• **Set of tasks**:
a - According to the text on the Medicare three-day payment rule, what payment system must the owning or operating hospital be paid under for that rule to apply?
b - Extend the text on the Medicare three-day payment rule, starting after its final sentence.

• **Study text**:
·····
How do you keep no-shows from ruining your day in your medical practice? Click on “Comments,” below, and share your ideas and best practices.
–Renae Moch, MBA, CMPE, Practice Management Strategist for the American Academy of Family Physicians
Is your practice "wholly owned" or "wholly operated"?
Recently I listened to a Medicare contractor's teleconference regarding the three-day payment rule that applies to services provided by an entity that is wholly owned or wholly operated by a hospital. In a nutshell, this rule bundles the technical component of the payment for all outpatient diagnostic services (e.g., lab, ECG) and the practice expense components for other related outpatient services (e.g., evaluation and management, or E/M, services) into the payment for a hospital stay that begins within three days of the outpatient service. The good news is that this applies only to physicians whose practice is wholly owned or wholly operated by a hospital that is paid under the Inpatient Prospective Payment System (IPPS). A shorter one-day rule applies to practices wholly owned or wholly operated by psychiatric hospitals and units, inpatient rehabilitation hospitals and units, long-term care hospitals, children’s hospitals, and cancer hospitals. The rules do not apply if your practice is owned by a health system that also owns hospitals or if a hospital is only one of the owners of your practice.
If your practice is not owned or operated by a hospital, the rest of this entry does not apply to you, but reading it may make you feel a little less hassled.
If you are unsure whether your practice is wholly owned or wholly operated by a hospital, it is important that you determine whether the rule applies to you and if so, how your practice and the hospital will work together to identify admissions and related outpatients services. The Center for Medicare & Medicaid Services (CMS) has published a memo of frequently asked questions that can help you determine if your practice is subject to the rule and also explains how hospitals must work with their wholly owned or wholly operated practices to comply with this rule.
·····
• **Data supplied**:
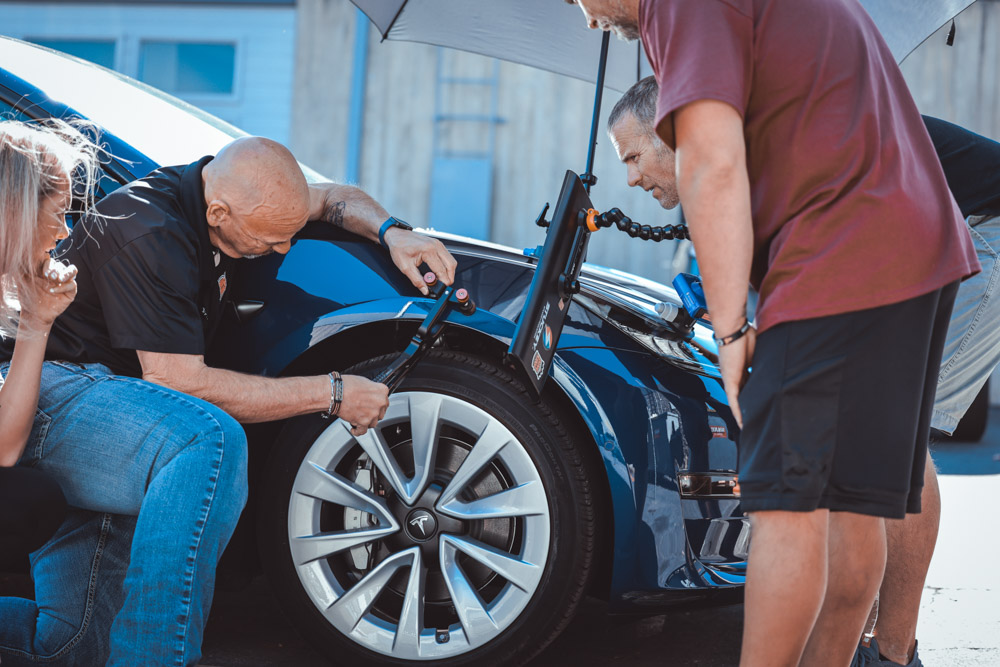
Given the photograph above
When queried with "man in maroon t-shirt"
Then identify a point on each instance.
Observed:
(804, 167)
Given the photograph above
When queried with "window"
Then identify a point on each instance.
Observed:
(187, 68)
(98, 51)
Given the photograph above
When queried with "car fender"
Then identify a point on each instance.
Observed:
(591, 414)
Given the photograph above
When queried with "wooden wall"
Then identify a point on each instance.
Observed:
(544, 133)
(961, 83)
(546, 123)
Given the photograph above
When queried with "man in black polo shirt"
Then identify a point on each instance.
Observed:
(132, 421)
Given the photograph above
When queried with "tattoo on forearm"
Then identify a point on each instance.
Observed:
(334, 213)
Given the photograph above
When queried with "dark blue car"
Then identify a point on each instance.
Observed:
(469, 525)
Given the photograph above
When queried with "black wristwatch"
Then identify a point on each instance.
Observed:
(391, 222)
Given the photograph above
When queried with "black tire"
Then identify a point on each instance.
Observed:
(973, 424)
(563, 472)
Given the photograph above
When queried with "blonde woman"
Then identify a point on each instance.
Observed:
(40, 167)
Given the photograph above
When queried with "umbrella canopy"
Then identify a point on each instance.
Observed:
(552, 35)
(905, 24)
(545, 34)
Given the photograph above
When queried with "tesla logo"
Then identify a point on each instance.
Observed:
(419, 522)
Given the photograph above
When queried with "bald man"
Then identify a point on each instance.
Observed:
(142, 435)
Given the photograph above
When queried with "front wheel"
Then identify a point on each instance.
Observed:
(460, 530)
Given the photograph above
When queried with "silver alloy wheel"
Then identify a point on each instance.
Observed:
(363, 512)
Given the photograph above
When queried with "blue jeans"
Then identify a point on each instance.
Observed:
(972, 349)
(148, 467)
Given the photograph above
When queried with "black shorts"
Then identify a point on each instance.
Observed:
(837, 409)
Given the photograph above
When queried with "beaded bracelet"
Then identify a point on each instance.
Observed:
(733, 337)
(336, 395)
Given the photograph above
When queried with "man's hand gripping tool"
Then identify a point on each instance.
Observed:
(446, 297)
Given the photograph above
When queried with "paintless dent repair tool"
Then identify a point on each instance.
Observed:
(447, 297)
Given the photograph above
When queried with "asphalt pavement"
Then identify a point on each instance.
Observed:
(959, 625)
(959, 622)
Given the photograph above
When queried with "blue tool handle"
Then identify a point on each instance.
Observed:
(692, 295)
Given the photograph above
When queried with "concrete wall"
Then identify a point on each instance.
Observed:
(264, 37)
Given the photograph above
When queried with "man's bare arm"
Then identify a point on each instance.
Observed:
(714, 189)
(350, 208)
(252, 398)
(347, 207)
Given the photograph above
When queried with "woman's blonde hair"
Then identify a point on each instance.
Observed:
(35, 162)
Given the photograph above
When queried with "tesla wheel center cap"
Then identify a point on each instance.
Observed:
(420, 525)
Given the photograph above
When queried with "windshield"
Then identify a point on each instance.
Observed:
(167, 130)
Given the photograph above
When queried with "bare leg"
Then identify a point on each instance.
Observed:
(910, 547)
(786, 578)
(856, 562)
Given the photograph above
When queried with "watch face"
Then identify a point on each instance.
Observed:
(402, 224)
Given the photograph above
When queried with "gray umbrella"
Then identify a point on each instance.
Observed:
(551, 35)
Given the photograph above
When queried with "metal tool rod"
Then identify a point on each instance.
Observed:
(598, 96)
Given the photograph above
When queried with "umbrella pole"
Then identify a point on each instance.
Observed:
(588, 177)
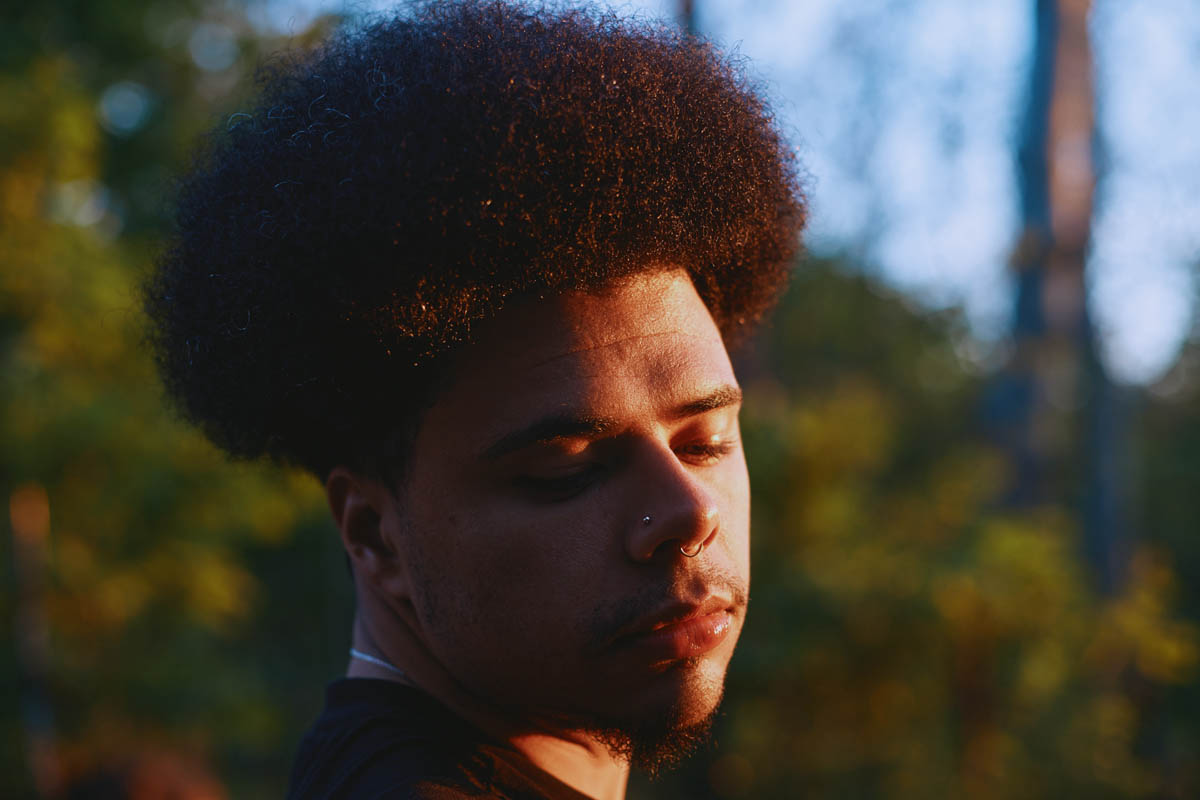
·····
• **Responses in order**:
a - The Inpatient Prospective Payment System (IPPS).

b -
Some key points regarding this rule are:
It applies to Medicare Part B claims of wholly owned or wholly operated practices.
It applies only to claims that are submitted using place of service 11, 12, or 32. It does not apply when professional and facility charges are separately billed (e.g., place of service 22.)
Practices subject to this rule must hold Medicare and Railroad Medicare claims for at least 72 hours prior to billing for the hospital to determine if a related admission has occurred. However, all services provided in the office on the date of admission will be considered related to the admission.
Medicare will pay only the professional component for services that have professional and technical components and the facility rate for other services such as evaluation and management services.
As of July 1, 2012, modifier PD ("Diagnostic or related nondiagnostic item or service provided in a wholly owned or operated entity to a patient who is admitted as an inpatient within three days or one day") must be appended to the codes for services that are subject to the rule.
Services that the hospital determines are not diagnostic or not related to the inpatient stay are not subject to the rule. (Practices should keep record of the rationale for why the service is unrelated to the admission.)
It is up to your practice to work with the hospital to determine if and how any lost revenue for the practice is offset by the hospital. How's that for administrative simplification? (No answer required.)